Identify the line in which "Where can you find the rocky outcrop" appears, then reproduce that line and all remaining lines of the records word for word.

--- start of Supplied data ---

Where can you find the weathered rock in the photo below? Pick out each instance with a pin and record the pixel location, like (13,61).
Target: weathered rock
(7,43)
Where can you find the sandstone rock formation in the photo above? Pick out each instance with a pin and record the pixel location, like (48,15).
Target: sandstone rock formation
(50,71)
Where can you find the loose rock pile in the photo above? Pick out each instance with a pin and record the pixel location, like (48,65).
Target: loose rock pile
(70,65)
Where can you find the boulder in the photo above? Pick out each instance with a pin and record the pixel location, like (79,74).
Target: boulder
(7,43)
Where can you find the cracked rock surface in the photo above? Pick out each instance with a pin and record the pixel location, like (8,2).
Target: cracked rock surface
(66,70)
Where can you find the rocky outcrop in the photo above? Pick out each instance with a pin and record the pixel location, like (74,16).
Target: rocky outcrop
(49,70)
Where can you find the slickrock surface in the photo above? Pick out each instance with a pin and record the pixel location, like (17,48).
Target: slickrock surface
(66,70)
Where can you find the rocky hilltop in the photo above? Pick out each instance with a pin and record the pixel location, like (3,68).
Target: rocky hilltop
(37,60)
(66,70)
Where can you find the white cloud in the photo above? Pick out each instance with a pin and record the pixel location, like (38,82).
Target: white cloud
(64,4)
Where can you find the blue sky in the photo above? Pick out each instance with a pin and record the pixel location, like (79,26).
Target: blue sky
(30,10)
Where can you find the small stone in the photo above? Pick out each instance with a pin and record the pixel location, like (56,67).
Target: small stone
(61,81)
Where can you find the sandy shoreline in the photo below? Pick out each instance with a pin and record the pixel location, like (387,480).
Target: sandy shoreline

--- end of Supplied data ---

_Result of the task_.
Where can you find the rocky outcrop in the photo above? Pick out each instance with a pin and record the pixel location, like (74,16).
Target: rocky outcrop
(49,70)
Where can you find the slickrock surface in the photo above? Pick out each instance with a pin and record the pixel location, like (17,48).
Target: slickrock surface
(66,70)
Where can you find the rocky hilltop in the photo above? Pick out each instance with a pin and record the pixel location, like (3,68).
Target: rocky hilltop
(37,60)
(66,70)
Where can you find the white cloud in the photo above? Pick out each instance with a pin and record the pixel location, like (38,82).
Target: white cloud
(64,4)
Where can you find the blue sky in the photo above? Pick out each instance with a pin and record the pixel location, like (79,26).
Target: blue sky
(30,10)
Where can you find the small stone in the photo above? Pick out each instance with a pin and record the pixel location, like (56,67).
Target: small stone
(61,81)
Where can you find the sandy shoreline in the photo below? Pick out each instance with a pin and record the pixel location, like (387,480).
Target: sandy shoreline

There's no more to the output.